Each line of the data must be copied exactly.

──────── Task data

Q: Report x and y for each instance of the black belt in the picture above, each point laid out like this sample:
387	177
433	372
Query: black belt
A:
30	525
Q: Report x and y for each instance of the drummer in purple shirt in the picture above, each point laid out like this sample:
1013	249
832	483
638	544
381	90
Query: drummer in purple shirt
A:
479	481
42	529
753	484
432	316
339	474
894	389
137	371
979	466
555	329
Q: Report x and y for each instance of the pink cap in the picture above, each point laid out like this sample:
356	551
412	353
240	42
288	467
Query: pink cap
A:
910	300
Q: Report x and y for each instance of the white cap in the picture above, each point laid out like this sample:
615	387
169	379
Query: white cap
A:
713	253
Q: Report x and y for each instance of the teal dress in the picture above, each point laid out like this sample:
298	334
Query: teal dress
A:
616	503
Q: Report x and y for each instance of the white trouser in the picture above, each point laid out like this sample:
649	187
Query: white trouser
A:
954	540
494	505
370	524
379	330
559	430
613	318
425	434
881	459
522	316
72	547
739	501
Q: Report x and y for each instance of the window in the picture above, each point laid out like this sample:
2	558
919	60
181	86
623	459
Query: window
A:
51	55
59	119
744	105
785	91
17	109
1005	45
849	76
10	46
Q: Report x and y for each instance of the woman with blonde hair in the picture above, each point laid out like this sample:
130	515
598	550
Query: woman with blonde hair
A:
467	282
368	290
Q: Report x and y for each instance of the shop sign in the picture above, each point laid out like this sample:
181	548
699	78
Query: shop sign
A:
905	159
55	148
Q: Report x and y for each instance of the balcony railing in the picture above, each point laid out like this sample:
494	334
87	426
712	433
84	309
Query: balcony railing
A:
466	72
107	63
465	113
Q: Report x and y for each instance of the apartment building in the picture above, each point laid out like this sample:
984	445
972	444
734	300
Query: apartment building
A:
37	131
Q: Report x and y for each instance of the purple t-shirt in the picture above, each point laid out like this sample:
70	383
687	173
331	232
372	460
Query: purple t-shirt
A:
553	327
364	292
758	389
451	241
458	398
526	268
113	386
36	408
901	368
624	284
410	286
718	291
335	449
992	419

────────────────

Exercise result -
Q: Report x and y for each instance of the black belt in the picture above, each point laid out like this sample:
387	177
433	372
Query: black belt
A:
30	525
Q: Report x and y for each instance of the drummer in purple shirt in the picture above, each point laid out like this sample:
1013	249
832	483
638	544
381	90
Query: drummer in purple shirt
A:
479	481
42	529
753	484
432	316
339	474
894	389
137	371
979	466
555	329
Q: Report x and y for each instance of the pink cap in the picture above, each point laid out like this sample:
356	551
412	353
240	42
288	467
Query: pink cap
A:
910	300
Q: Report x and y for each instance of the white cap in the picture above, each point laid out like this sample:
615	387
169	379
Query: white cap
A:
713	253
Q: Report x and y for each instance of the teal dress in the picture above, each point laid out like this sample:
298	334
Query: teal dress
A:
616	503
Q: Report x and y for each instance of the white trouser in the picture above, each point laid out like this sample:
649	187
Query: white trouser
A:
954	540
494	505
370	524
379	330
559	430
613	318
425	434
881	459
522	316
72	547
739	501
Q: Report x and y for each instance of the window in the picture above, each point laid out like this sample:
2	558
919	60
181	86
623	459
Query: window
A:
51	55
59	119
744	105
785	91
17	109
1005	45
849	76
10	46
Q: Report x and y for each instance of the woman with blonde hair in the picture above, each point laid out like this sample:
130	515
598	550
Query: woman with blonde hair
A:
467	282
368	290
Q: Report x and y for each instance of the shop sign in the picture above, each point laid out like this sample:
181	548
699	78
Query: shop sign
A:
905	159
55	148
Q: Report x and y for each instance of the balcony railing in the picture above, each point laid out like this sample:
494	334
87	426
712	433
84	309
Query: balcony railing
A:
466	72
107	63
465	113
Q: Report x and y for each instance of the apartment building in the picture above, each point laid out like this sample:
984	445
972	444
734	300
Query: apartment building
A:
37	131
Q: Report x and y for each instance of the purple t-shirt in the picture above, each point laid out like this sample:
70	383
687	173
331	232
372	460
Query: purple t-shirt
A:
553	327
364	292
758	389
451	241
458	398
526	268
113	386
36	408
901	368
624	284
410	286
718	291
335	449
992	419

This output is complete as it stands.